[Dataset excerpt]
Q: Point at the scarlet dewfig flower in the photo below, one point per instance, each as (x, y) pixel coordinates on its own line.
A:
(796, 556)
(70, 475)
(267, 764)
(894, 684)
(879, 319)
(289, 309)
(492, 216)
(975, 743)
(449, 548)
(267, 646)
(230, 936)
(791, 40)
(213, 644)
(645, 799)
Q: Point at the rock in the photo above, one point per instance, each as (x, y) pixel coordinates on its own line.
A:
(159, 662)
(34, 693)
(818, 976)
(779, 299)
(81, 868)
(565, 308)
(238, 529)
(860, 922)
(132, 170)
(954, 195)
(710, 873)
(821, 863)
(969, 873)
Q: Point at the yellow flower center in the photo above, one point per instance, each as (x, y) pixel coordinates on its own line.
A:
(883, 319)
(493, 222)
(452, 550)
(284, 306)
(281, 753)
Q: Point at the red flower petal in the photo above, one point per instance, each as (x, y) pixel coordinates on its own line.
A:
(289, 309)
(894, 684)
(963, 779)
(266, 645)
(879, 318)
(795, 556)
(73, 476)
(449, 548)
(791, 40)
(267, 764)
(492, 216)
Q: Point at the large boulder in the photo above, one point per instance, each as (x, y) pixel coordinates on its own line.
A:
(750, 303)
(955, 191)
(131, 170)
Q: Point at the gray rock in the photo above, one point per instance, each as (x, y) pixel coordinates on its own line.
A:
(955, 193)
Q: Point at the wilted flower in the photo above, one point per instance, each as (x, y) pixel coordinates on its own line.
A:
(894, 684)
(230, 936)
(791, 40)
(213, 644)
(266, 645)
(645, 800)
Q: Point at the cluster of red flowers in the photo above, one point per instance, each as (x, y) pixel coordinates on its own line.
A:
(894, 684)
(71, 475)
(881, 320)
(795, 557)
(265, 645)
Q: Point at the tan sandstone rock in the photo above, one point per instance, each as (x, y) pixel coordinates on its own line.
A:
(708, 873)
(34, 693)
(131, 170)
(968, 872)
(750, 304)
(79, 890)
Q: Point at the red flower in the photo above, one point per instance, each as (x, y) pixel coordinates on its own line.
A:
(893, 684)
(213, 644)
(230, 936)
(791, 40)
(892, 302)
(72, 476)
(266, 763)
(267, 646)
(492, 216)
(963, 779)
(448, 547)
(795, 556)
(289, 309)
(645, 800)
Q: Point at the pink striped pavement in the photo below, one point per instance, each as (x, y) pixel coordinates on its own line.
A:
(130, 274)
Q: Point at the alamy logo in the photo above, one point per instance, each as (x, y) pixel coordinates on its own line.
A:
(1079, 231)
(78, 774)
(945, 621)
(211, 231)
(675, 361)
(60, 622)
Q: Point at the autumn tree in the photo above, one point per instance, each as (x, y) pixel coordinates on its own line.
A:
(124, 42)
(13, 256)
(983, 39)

- **Task**
Starting with the line that contains "Q: Point at the wilted" and going on through the last line of the rows, output each line as a Markdown table with the columns No. and Line. Number the lines in order and leave out any blank lines.

- **Result of this exercise**
| No. | Line |
|---|---|
| 1 | Q: Point at the wilted flower in the photo above, one point per instance, each as (x, y) pixel coordinates on its own line. |
| 2 | A: |
| 3 | (894, 684) |
| 4 | (230, 936) |
| 5 | (791, 40) |
| 6 | (213, 644) |
| 7 | (266, 645) |
| 8 | (645, 800) |
| 9 | Q: Point at the cluster of red flowers in the photo above, one point per instance, each as (x, y) pixel coordinates on its own line. |
| 10 | A: |
| 11 | (894, 684) |
| 12 | (71, 475) |
| 13 | (881, 320) |
| 14 | (795, 557) |
| 15 | (265, 645) |
| 16 | Q: Point at the tan sandstone rock in the photo above, one point per instance, each as (x, y) pixel coordinates on its own line. |
| 17 | A: |
| 18 | (708, 873) |
| 19 | (34, 693) |
| 20 | (131, 170) |
| 21 | (968, 872) |
| 22 | (750, 304) |
| 23 | (79, 890) |
| 24 | Q: Point at the red flower in the photo above, one point per instance, each as (x, y) pixel coordinates on its own line. |
| 25 | A: |
| 26 | (893, 684) |
| 27 | (213, 644) |
| 28 | (230, 936) |
| 29 | (791, 40) |
| 30 | (892, 302) |
| 31 | (72, 476) |
| 32 | (266, 763) |
| 33 | (267, 646) |
| 34 | (492, 216) |
| 35 | (963, 779) |
| 36 | (448, 547) |
| 37 | (795, 556) |
| 38 | (289, 309) |
| 39 | (645, 800) |
| 40 | Q: Point at the pink striped pavement in the photo below, one point per instance, each as (x, y) pixel coordinates on its own line. |
| 41 | A: |
| 42 | (130, 274) |
| 43 | Q: Point at the alamy logo in the photo above, one point per instance, each as (x, y) pixel coordinates on its own line. |
| 44 | A: |
| 45 | (1079, 231) |
| 46 | (78, 774) |
| 47 | (945, 621) |
| 48 | (211, 231) |
| 49 | (675, 361) |
| 50 | (60, 622) |
| 51 | Q: Point at the autumn tree in the photo above, one point per instance, each as (x, y) pixel coordinates on its own line. |
| 52 | A: |
| 53 | (124, 42) |
| 54 | (13, 256) |
| 55 | (983, 39) |